▶ Aim
Would you output the whole listing below, exactly as it reads?

Stored items from a collection
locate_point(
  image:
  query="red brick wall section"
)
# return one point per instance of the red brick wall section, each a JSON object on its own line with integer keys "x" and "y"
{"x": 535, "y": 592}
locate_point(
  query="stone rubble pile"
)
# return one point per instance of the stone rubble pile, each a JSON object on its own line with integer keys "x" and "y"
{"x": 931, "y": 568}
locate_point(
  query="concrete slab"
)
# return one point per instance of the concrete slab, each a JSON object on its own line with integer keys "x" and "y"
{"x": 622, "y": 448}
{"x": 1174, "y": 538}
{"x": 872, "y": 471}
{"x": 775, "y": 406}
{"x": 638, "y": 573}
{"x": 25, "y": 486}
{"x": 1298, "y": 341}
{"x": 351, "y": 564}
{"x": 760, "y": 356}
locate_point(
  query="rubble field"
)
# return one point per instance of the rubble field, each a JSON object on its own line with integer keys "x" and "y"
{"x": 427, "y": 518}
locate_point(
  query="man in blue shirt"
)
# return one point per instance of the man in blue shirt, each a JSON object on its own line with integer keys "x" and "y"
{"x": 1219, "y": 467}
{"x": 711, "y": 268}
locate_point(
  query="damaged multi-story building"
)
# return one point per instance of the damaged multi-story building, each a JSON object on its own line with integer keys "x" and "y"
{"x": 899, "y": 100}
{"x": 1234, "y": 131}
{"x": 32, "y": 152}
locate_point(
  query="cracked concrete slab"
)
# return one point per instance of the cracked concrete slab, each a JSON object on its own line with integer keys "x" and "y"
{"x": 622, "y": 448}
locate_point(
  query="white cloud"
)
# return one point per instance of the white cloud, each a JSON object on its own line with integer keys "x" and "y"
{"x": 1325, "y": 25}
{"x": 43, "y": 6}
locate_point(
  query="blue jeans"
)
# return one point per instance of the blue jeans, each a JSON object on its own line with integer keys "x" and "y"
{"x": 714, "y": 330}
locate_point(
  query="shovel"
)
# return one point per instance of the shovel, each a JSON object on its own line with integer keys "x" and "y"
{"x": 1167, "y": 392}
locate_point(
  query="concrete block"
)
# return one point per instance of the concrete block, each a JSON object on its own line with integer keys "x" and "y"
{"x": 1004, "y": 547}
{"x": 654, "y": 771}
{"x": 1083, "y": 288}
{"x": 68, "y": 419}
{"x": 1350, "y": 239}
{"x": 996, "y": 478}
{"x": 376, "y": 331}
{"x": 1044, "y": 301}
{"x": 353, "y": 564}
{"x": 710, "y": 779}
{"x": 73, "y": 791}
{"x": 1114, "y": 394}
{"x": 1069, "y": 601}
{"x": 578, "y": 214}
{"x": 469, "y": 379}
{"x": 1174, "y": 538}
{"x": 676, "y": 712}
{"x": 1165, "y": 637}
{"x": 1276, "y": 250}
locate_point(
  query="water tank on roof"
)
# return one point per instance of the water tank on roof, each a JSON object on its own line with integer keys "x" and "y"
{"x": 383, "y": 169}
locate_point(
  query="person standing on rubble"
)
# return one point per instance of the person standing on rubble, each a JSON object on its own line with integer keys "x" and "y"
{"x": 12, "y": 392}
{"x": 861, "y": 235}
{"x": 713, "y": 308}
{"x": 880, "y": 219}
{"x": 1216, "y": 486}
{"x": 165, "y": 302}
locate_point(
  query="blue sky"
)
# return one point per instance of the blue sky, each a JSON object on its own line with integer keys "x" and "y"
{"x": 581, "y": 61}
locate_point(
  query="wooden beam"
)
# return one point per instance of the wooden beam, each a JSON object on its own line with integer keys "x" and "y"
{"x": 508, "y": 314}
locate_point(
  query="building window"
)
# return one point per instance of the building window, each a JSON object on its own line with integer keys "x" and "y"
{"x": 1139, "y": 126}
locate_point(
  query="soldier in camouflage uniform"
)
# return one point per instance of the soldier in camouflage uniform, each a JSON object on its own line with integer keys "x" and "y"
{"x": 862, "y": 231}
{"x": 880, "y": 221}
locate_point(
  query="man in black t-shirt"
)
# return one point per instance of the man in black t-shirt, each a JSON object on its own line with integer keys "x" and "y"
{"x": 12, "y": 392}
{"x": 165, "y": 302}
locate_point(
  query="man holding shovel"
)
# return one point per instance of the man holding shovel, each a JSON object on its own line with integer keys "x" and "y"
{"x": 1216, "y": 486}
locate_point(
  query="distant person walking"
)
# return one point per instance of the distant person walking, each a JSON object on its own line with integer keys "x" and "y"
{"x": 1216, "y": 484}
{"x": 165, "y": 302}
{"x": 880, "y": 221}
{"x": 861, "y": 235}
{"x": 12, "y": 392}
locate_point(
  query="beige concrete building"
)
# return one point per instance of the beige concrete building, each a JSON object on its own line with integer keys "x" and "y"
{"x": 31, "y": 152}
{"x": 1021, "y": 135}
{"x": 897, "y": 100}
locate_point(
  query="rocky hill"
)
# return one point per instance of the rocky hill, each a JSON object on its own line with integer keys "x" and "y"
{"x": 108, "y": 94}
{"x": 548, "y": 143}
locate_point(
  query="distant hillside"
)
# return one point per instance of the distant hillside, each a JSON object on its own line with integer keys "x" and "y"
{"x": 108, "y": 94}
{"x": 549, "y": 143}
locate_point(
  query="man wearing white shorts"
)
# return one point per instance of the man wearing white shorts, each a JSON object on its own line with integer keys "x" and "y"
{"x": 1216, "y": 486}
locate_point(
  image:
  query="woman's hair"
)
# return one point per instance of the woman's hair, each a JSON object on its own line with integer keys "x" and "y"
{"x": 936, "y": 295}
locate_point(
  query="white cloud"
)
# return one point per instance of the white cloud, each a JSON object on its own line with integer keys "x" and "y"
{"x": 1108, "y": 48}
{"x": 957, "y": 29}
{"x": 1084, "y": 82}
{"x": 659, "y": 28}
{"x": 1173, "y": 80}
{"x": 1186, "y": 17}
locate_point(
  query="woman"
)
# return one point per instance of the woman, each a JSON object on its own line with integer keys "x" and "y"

▶ Task output
locate_point(
  image:
  query="red brick wall section"
)
# return one point per instance of the red brick wall section, each a JSON object on its own line with integer keys "x" and "y"
{"x": 535, "y": 592}
locate_point(
  query="stone rubble pile"
)
# return one point per instance of the stone rubble pile, each a JSON object on its own line with integer keys "x" and "y"
{"x": 931, "y": 568}
locate_point(
  query="concrete slab"
)
# return one point per instance of the concrete slab, each a JSON object on its own line with integer keys "x" and "y"
{"x": 622, "y": 448}
{"x": 1174, "y": 538}
{"x": 872, "y": 471}
{"x": 775, "y": 406}
{"x": 638, "y": 573}
{"x": 25, "y": 486}
{"x": 1298, "y": 341}
{"x": 351, "y": 564}
{"x": 760, "y": 356}
locate_point(
  query="rubble field"
)
# return one point per instance of the rubble field, each a JSON object on its own line with integer keys "x" and "y"
{"x": 427, "y": 518}
locate_point(
  query="man in blue shirt"
)
# return one point per instance of the man in blue shirt, each a JSON object on its own line with integer keys "x" and "y"
{"x": 1219, "y": 467}
{"x": 711, "y": 268}
locate_point(
  query="damaged multi-story building"
)
# return one point per instance of the damaged multi-story building, each a JSON object on its own line with integer keys "x" and "y"
{"x": 899, "y": 100}
{"x": 1234, "y": 131}
{"x": 32, "y": 152}
locate_point(
  query="cracked concrete slab"
)
# return one point per instance of the cracked concrete slab, each a JSON object on its own line with integer keys "x" and "y"
{"x": 622, "y": 448}
locate_point(
  query="white cloud"
)
# return one point per instance of the white cloud, each a JSON object on its own line with integer keys "x" and "y"
{"x": 1325, "y": 25}
{"x": 43, "y": 6}
locate_point(
  query="blue jeans"
)
# return one point per instance of the blue jeans, each a JSON object on its own line with integer keys "x" and "y"
{"x": 714, "y": 330}
locate_point(
  query="shovel"
)
# return one point per instance of the shovel, each a JSON object on its own line with integer keys "x" and "y"
{"x": 1167, "y": 392}
locate_point(
  query="concrete block"
)
# return one point per instance of the concrete block, each a JSON object on its own line with integer keys "x" and "y"
{"x": 1004, "y": 547}
{"x": 654, "y": 771}
{"x": 1083, "y": 288}
{"x": 68, "y": 419}
{"x": 1350, "y": 239}
{"x": 996, "y": 478}
{"x": 376, "y": 331}
{"x": 1044, "y": 301}
{"x": 353, "y": 564}
{"x": 710, "y": 779}
{"x": 73, "y": 791}
{"x": 1114, "y": 394}
{"x": 1069, "y": 601}
{"x": 578, "y": 214}
{"x": 469, "y": 379}
{"x": 1174, "y": 538}
{"x": 676, "y": 712}
{"x": 1165, "y": 637}
{"x": 1276, "y": 250}
locate_point(
  query="water tank on roof"
)
# return one point per instance of the water tank on roof, each a JSON object on its own line with integer keys "x" and "y"
{"x": 383, "y": 169}
locate_point(
  query="person standing on rubble"
)
# return one point per instance of the person standing on rubble, each a JSON object on its own line with integer keys "x" and "y"
{"x": 12, "y": 392}
{"x": 861, "y": 235}
{"x": 713, "y": 308}
{"x": 880, "y": 219}
{"x": 1216, "y": 486}
{"x": 165, "y": 302}
locate_point(
  query="blue sky"
)
# return one point per instance of the blue sky, each a JSON object on its own line with integer keys "x" and "y"
{"x": 581, "y": 61}
locate_point(
  query="wooden beam"
)
# return one point per instance of the wooden beam, each a JSON object on its own line with integer keys "x" and "y"
{"x": 508, "y": 314}
locate_point(
  query="building window"
)
# return one point per instance of the building window, each a JSON object on its own line with integer keys "x" and "y"
{"x": 1139, "y": 126}
locate_point(
  query="soldier in camouflage uniform"
)
# return one point per instance of the soldier in camouflage uniform, each a JSON object on its own line with integer keys "x" and "y"
{"x": 862, "y": 231}
{"x": 880, "y": 221}
locate_point(
  query="man in black t-shirt"
)
# return one point per instance of the man in black t-shirt, each a JSON object on its own line with integer keys "x" and "y"
{"x": 12, "y": 392}
{"x": 165, "y": 302}
locate_point(
  query="man holding shovel"
)
# return one point per instance of the man holding shovel, each a JSON object on its own line with integer keys "x" and "y"
{"x": 1216, "y": 486}
locate_point(
  query="distant person walking"
)
# return one point per instance of the distant person walking, each a JSON object on its own line with integer keys "x" and "y"
{"x": 1216, "y": 484}
{"x": 165, "y": 302}
{"x": 880, "y": 221}
{"x": 861, "y": 235}
{"x": 12, "y": 392}
locate_point(
  query="beige concrete building"
)
# return one point per instance of the beige concrete building, each a JSON object on its own line with integer keys "x" and "y"
{"x": 31, "y": 152}
{"x": 1021, "y": 135}
{"x": 897, "y": 100}
locate_point(
  query="rocky hill"
)
# return one point per instance of the rocky hill, each a JSON object on its own line with integer keys "x" and "y"
{"x": 108, "y": 94}
{"x": 548, "y": 143}
locate_point(
  query="distant hillside"
)
# return one point per instance of the distant hillside, each a JSON object on its own line with integer keys "x" and "y"
{"x": 108, "y": 94}
{"x": 549, "y": 143}
locate_point(
  query="man wearing white shorts"
)
# return one point per instance of the man wearing white shorts, each a JSON object on its own line with integer keys "x" and "y"
{"x": 1216, "y": 486}
locate_point(
  image:
  query="woman's hair"
)
# return one point per instance of the woman's hair, each a JSON object on its own line with integer keys "x" and "y"
{"x": 936, "y": 295}
locate_point(
  query="white cloud"
)
# return one point per instance of the white cloud, each a JSON object on its own line with integer keys "x" and "y"
{"x": 1108, "y": 48}
{"x": 957, "y": 29}
{"x": 1084, "y": 82}
{"x": 659, "y": 28}
{"x": 1173, "y": 80}
{"x": 1186, "y": 17}
locate_point(
  query="woman"
)
# return one point per instance of the woman, each a JSON object on its own line with integer keys "x" and "y"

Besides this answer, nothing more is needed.